EXTRACTED DATA: Begin
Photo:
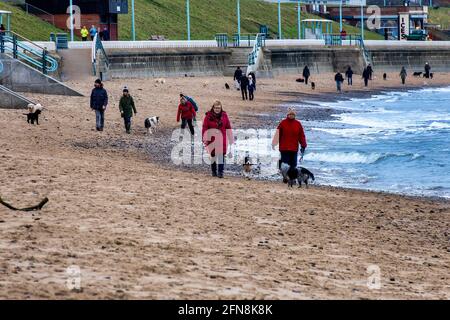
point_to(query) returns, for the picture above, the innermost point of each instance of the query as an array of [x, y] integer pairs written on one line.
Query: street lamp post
[[188, 20], [299, 19], [279, 20], [71, 21], [133, 26], [239, 18]]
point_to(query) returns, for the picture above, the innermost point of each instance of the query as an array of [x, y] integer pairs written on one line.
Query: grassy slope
[[440, 16], [28, 26], [208, 17]]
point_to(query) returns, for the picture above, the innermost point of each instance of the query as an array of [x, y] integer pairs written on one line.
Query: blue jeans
[[99, 119], [289, 157]]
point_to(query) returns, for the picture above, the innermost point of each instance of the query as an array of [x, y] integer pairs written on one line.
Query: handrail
[[98, 45], [9, 43], [259, 42]]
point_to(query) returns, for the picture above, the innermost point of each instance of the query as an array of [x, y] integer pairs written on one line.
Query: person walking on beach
[[99, 102], [366, 77], [217, 135], [244, 87], [251, 87], [84, 33], [192, 101], [427, 70], [186, 113], [403, 75], [289, 135], [306, 74], [339, 80], [127, 107], [370, 71], [92, 32], [349, 75], [237, 77]]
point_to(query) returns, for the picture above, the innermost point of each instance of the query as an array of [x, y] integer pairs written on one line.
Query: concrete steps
[[239, 58]]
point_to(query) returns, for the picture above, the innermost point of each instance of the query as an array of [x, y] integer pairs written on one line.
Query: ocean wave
[[357, 157]]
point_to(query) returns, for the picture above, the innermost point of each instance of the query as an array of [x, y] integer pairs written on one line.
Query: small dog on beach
[[34, 110], [249, 168], [302, 175], [151, 124]]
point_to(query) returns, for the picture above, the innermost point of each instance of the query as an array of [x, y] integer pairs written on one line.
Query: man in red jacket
[[186, 112], [289, 135]]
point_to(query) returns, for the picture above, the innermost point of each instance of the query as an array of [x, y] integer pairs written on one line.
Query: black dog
[[33, 116], [300, 174]]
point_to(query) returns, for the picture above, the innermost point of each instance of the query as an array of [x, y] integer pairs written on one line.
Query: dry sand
[[142, 229]]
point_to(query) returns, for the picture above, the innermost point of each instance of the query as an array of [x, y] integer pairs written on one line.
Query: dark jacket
[[237, 75], [244, 82], [349, 73], [99, 98], [306, 72], [338, 77], [127, 107]]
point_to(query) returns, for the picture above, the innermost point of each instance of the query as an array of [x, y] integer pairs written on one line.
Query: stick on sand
[[34, 208]]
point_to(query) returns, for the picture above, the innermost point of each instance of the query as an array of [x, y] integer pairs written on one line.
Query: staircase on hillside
[[239, 58]]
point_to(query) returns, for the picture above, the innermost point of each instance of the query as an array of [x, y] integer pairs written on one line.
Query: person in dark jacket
[[403, 75], [306, 74], [186, 113], [99, 102], [254, 78], [192, 101], [237, 74], [127, 107], [349, 75], [366, 77], [251, 87], [339, 80], [244, 87], [427, 70], [370, 71], [289, 135], [216, 136]]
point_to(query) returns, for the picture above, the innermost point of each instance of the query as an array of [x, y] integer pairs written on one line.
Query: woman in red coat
[[186, 112], [216, 135]]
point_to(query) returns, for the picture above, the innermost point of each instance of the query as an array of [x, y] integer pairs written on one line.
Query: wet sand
[[138, 227]]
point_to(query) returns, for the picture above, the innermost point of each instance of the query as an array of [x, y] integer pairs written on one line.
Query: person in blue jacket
[[99, 102]]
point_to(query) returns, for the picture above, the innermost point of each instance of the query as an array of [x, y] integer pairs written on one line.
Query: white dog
[[151, 123]]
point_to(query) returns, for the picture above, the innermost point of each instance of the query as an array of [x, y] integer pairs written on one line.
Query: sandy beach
[[138, 227]]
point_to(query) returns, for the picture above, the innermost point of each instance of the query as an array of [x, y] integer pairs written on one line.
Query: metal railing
[[21, 48], [97, 46], [260, 42]]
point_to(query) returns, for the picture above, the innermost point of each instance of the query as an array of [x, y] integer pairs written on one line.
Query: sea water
[[396, 142]]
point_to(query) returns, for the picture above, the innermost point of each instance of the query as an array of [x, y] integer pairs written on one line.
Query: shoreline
[[139, 228]]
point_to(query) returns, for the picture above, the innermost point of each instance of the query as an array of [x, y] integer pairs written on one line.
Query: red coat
[[290, 134], [186, 111], [209, 133]]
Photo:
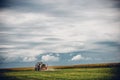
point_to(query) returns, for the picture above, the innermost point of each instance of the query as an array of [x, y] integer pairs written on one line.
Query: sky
[[59, 32]]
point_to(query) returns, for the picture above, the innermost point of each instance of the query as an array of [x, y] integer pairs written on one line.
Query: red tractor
[[40, 66]]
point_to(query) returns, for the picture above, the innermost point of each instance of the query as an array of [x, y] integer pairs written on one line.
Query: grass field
[[110, 73]]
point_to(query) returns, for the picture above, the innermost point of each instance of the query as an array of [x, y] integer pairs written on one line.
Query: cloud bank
[[32, 30]]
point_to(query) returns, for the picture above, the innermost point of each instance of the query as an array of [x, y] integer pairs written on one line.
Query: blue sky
[[59, 32]]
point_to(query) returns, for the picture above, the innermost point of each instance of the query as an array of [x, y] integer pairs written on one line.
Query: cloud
[[50, 58], [29, 59], [80, 57], [77, 58], [60, 26]]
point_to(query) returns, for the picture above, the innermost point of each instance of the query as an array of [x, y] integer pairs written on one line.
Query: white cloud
[[77, 58], [77, 30], [50, 58], [29, 59]]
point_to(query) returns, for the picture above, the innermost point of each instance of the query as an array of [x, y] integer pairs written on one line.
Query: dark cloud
[[110, 43]]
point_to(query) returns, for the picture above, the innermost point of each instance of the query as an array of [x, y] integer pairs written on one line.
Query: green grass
[[63, 74]]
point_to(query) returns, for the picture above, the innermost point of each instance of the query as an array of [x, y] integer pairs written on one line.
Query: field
[[55, 73]]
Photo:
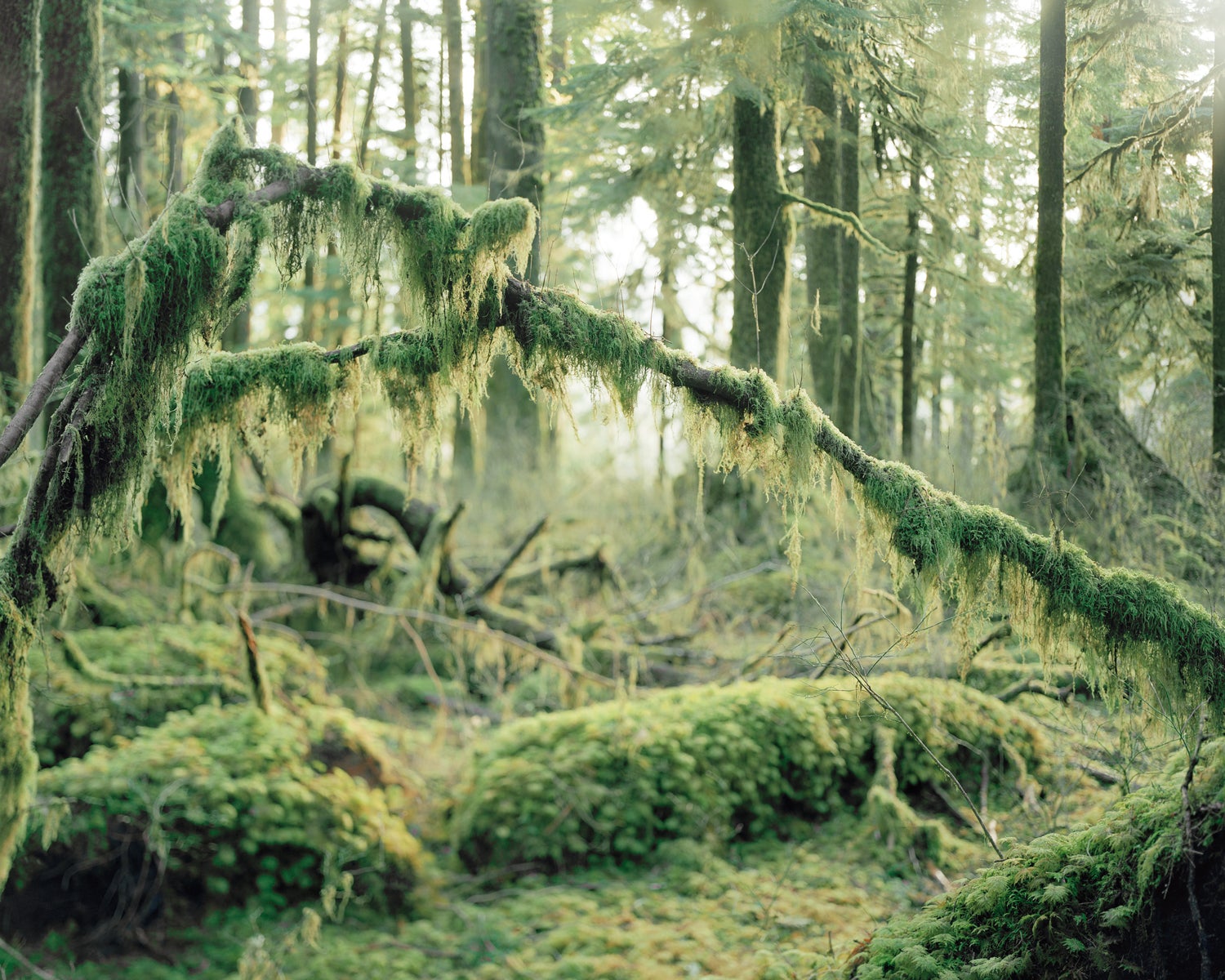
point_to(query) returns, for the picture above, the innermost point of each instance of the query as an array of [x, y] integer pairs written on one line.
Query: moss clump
EXTRACTED DATA: End
ACTIVITY:
Your copy must repeat the data word for word and show none of its images.

ANSWER TO THE EXERCISE:
Photo:
point_to(query) returns, for the picture above, the innermost point of each instance of the query as an array of [x, y] integer pairs written on one line.
Query: street lamp post
[[188, 20], [299, 19], [279, 20], [71, 21], [133, 26], [239, 18]]
point_to(query) returns, for the picture above, the innermost point of each instance of the query as an array of [x, y] integer pairs written on one line.
Query: grassy slope
[[440, 16], [28, 26], [208, 17]]
point_to(query) returns, for the picture above, the innermost point of each instance of the query as an array of [x, y] integer pairs written on one line.
Query: blue jeans
[[99, 119], [289, 157]]
point_to(query) returns, for the picture above, the innermost point of each instance of the query as an array of [x, y] integer pairs written on one line.
Query: handrail
[[98, 45], [9, 43], [259, 42]]
point_to(query) returns, for the picture above, the innermost point of each instance of the query as an array of [x, y] integer pairs written on one line.
Query: person walking on beach
[[99, 102], [366, 77], [217, 135], [244, 87], [251, 87], [84, 33], [192, 101], [427, 70], [186, 113], [403, 75], [289, 135], [306, 74], [339, 80], [127, 107], [370, 71], [92, 32], [349, 75], [237, 77]]
point_to(query) returns, for the picture above, the innermost point of each instance of the query as an array of [x, y] integer pairs written on one line.
Query: concrete steps
[[239, 58]]
point_to(query) returns, for the picture above, the innermost point of each instance of the query as an array of [x, y] integer pairs written on one line.
Query: ocean wave
[[357, 157]]
point_to(query) returns, for the picture above, the innermost point of each instance of the query as an array of [x, y] integer pairs written on one line.
Query: small dog on beach
[[34, 110], [249, 168], [302, 175], [151, 124]]
point_to(query) returns, for the picture above, the innermost point of each instance of the query as an array of [x, y] integer pairs written on one line.
Query: man in red jacket
[[186, 112], [289, 135]]
point_to(query) returns, for the picture above, the innermost point of each instance of the query as an array of [x, y] integer pairs written on one line.
Query: black dog
[[33, 116], [300, 174]]
point_to(query) returns, for the picture above, the innermost point of each instance of the query as an array of [x, y] integer pairs written on one line.
Query: dry sand
[[142, 229]]
point_to(query) returns, for the picture above, the innermost point of each instance of the query as an array of [x, y] integer pairs written on one line.
Query: dark jacket
[[237, 75], [244, 82], [349, 73], [99, 98], [306, 72], [338, 77], [127, 107]]
point_to(query) returns, for the picture above, the innermost point of each instance of the query as an array of [x, y] integer pairs written on one line.
Query: stick on sand
[[34, 208]]
point_to(query) returns, for the picture above, the innermost point of each instance of the query as an array of [x, y] integer pairs written on one line.
Query: staircase on hillside
[[239, 58]]
point_to(query) returns, for the picture above, the innermost point of each instance of the query as an array of [x, y] integer pairs written on one line.
Query: person in dark jacket
[[403, 75], [306, 74], [186, 113], [99, 102], [254, 78], [192, 101], [237, 74], [127, 107], [349, 75], [366, 77], [251, 87], [339, 80], [244, 87], [427, 70], [370, 71], [289, 135], [216, 136]]
point_to(query) returns, for the picture above, the innermost point of each instance of the query as an array of [x, y] integer pairs written on one line.
Query: woman in red coat
[[186, 112], [216, 135]]
point_to(query) returns, for the picture above, the innermost point of each instance of the query as an array of [x, y] integer pairs written on one line.
Query: wet sand
[[138, 227]]
point_to(query) returns, for the picture above, the innermost point of each instance of the query as an array of [x, y] integer pairs written on one line.
Query: person in blue jacket
[[99, 102]]
point_to(query) returns, for the picture above, the innermost point of each instance of the query as an array of [x, y] integer pairs written on one line.
Query: white dog
[[151, 123]]
point_to(query) returns, for the picture above, the innermost point of each instance of the query as an array of [x, y] integer pairs written on one line.
Query: sandy beach
[[138, 227]]
point_to(query) returns, for the picture above, the innermost point of each instance of the query as an array of [x, y] integer pairs written on one line.
Query: metal railing
[[21, 48], [97, 46], [260, 42]]
point_to(query) returns, for the picture above, the innermost point of each instance of the query as an array of [x, y] integer pairs written on one line.
Query: sea water
[[396, 142]]
point_to(query) returns, for the picture above, the innermost point of each instance of the query as an array of [x, y] integer pairs written on one line.
Query: shoreline
[[139, 228]]
point_to(query) returns, for the picture above, the innermost point of each instance of the query as an array of [x, y] integer pairs written on one line.
Query: red coat
[[290, 134], [186, 111], [209, 133]]
Photo:
point_to(query) returns, for the picture above, the innermost point of each instance of the query as an array of [x, y] integer pairs written on one line.
Query: sky
[[59, 32]]
point_to(query) returns, for the picture above, the innermost point of each instance of the query as an array of [x, y] integer pairs written on one line.
Query: red tractor
[[40, 66]]
point_to(query) returns, for the picture above, the innermost point of each instance of the query as an array of [x, y] integer pairs written on one line.
Query: grass field
[[110, 73]]
point_to(query) returns, for the picture above, the innermost point of each instance of the query as an array of [x, y] integer pairs written on one line.
Query: cloud bank
[[32, 30]]
point_to(query) returns, for the picture above, the innermost point of each instance of the query as an array of [x, y] integer pairs written on one line.
Query: blue sky
[[59, 32]]
point_to(query) returns, for the picture above, the innermost point of each instance of the query as an array of [x, y] integer pairs written on one line.
Query: cloud
[[50, 58], [29, 59], [80, 57], [77, 58], [60, 26]]
point_to(query) returns, for the picture above, the innermost point of each instance of the query as an array of [x, y] integer pairs written on one line.
Query: white cloud
[[77, 58], [77, 30], [50, 58], [29, 59]]
point_to(query) returns, for the picture above, the innermost point of each instance of the query as an array of [x, y] integer pairs written on one line.
Query: dark cloud
[[110, 43]]
point_to(query) returns, for the picture above, the innermost point of each instance of the query as an array of [x, y] integer pairs written on one line.
Query: green grass
[[63, 74]]
point_to(query) returns, for the picture above, the innermost point of each instance of the query as an array of [x, y] integer pairs written on one line.
Query: field
[[55, 73]]
Photo:
point_to(query) returns, for the picture above, the innermost point of each instance of the query as an array of [x, y] integer pairs written on one line.
Query: moss clump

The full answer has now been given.